## [EXERCISE MATERIAL]
* * * *

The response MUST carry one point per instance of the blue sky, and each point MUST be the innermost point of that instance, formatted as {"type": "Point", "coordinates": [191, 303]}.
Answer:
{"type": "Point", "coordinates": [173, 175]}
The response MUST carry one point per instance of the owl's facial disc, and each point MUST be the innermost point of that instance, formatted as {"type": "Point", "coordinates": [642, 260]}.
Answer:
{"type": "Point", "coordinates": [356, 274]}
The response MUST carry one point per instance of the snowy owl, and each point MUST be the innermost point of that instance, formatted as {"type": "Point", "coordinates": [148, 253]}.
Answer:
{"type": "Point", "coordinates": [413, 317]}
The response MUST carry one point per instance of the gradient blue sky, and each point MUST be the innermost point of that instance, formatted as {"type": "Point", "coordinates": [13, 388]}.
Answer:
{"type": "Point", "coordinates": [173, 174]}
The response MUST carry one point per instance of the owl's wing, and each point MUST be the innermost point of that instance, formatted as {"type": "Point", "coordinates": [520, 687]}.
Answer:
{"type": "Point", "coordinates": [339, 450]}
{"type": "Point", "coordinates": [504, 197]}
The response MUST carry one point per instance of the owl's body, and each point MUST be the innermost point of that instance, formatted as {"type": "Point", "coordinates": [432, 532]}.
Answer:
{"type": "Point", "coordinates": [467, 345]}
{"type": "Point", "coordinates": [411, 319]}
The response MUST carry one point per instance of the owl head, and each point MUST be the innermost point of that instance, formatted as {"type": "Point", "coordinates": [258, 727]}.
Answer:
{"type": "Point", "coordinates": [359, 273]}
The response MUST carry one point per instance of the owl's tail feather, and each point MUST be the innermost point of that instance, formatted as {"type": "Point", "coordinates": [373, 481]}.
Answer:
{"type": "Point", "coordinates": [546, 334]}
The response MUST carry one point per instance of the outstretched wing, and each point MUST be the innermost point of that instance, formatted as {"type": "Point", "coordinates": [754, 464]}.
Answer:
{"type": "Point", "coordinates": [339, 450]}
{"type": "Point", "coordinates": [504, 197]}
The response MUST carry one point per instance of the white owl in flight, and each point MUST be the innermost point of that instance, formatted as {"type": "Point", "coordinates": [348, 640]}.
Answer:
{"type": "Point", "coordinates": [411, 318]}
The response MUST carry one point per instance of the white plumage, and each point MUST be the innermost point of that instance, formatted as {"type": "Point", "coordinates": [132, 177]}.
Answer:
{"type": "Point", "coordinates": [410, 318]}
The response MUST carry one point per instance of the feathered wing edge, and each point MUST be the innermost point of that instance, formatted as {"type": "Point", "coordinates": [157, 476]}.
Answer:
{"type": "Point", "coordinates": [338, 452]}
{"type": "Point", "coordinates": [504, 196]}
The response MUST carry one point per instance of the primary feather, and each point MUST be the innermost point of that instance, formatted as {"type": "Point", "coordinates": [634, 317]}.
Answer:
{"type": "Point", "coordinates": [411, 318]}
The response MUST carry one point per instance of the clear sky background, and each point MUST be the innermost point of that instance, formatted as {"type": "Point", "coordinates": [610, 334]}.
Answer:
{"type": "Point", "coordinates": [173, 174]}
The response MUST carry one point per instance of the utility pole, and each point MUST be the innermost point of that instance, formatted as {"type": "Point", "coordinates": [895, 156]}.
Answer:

* * * *

## [TASK STATEMENT]
Everything in the data above must be restated verbatim.

## [YOUR SOLUTION]
The response MUST carry one point per instance of the blue sky, and each point MUST be the innermost point of that instance, formatted as {"type": "Point", "coordinates": [191, 303]}.
Answer:
{"type": "Point", "coordinates": [173, 175]}
The response MUST carry one point per instance of the owl's facial disc, and each point MUST be the innermost point of that instance, formatted as {"type": "Point", "coordinates": [642, 260]}.
Answer:
{"type": "Point", "coordinates": [356, 274]}
The response MUST carry one point per instance of the snowy owl, and each point MUST be the innermost point of that instance, formatted as {"type": "Point", "coordinates": [148, 253]}.
Answer:
{"type": "Point", "coordinates": [413, 317]}
The response MUST carry one point per instance of the gradient blue sky, and each point MUST be the innermost point of that instance, formatted as {"type": "Point", "coordinates": [13, 388]}.
Answer:
{"type": "Point", "coordinates": [173, 174]}
The response MUST carry one point per instance of the owl's wing, and each point MUST be the innermost point of that instance, formatted as {"type": "Point", "coordinates": [520, 687]}.
Answer:
{"type": "Point", "coordinates": [339, 450]}
{"type": "Point", "coordinates": [504, 197]}
The response MUST carry one point per instance of the owl's body, and each point MUST be the innermost point of that instance, formatted as {"type": "Point", "coordinates": [432, 532]}.
Answer:
{"type": "Point", "coordinates": [467, 345]}
{"type": "Point", "coordinates": [411, 319]}
The response MUST carry one point per instance of the owl head, and each point MUST be the innermost point of that instance, formatted as {"type": "Point", "coordinates": [258, 727]}.
Answer:
{"type": "Point", "coordinates": [359, 273]}
The response MUST carry one point per instance of the owl's tail feather, and each point MUST be the innermost point of that instance, formatted as {"type": "Point", "coordinates": [373, 481]}.
Answer:
{"type": "Point", "coordinates": [546, 334]}
The response MUST carry one point per instance of the outstretched wing, and each point MUST be the innermost point of that instance, formatted as {"type": "Point", "coordinates": [754, 464]}.
Answer:
{"type": "Point", "coordinates": [339, 450]}
{"type": "Point", "coordinates": [504, 197]}
The response MUST carry one point per instance of the white owl in flight, and each point MUST be the innermost point of that instance, formatted as {"type": "Point", "coordinates": [348, 640]}.
Answer:
{"type": "Point", "coordinates": [411, 318]}
The response MUST carry one point per instance of the white plumage, and each point MUST be the innermost point of that instance, formatted as {"type": "Point", "coordinates": [132, 177]}.
Answer:
{"type": "Point", "coordinates": [410, 318]}
The response MUST carry one point per instance of the feathered wing edge, and each point MUST be the innermost point of that instance, formatted as {"type": "Point", "coordinates": [157, 476]}.
Answer:
{"type": "Point", "coordinates": [338, 452]}
{"type": "Point", "coordinates": [504, 196]}
The response MUST carry one point per instance of the primary feather, and each point MUST be the innermost point of that instance, formatted as {"type": "Point", "coordinates": [634, 317]}.
Answer:
{"type": "Point", "coordinates": [411, 318]}
The response MUST carry one point per instance of the clear sky background, and each point MUST be the innermost point of that instance, formatted as {"type": "Point", "coordinates": [610, 334]}.
Answer:
{"type": "Point", "coordinates": [173, 174]}
The response MUST carry one point per instance of the utility pole, and each point MUST be the innermost point of that instance, formatted as {"type": "Point", "coordinates": [895, 156]}.
Answer:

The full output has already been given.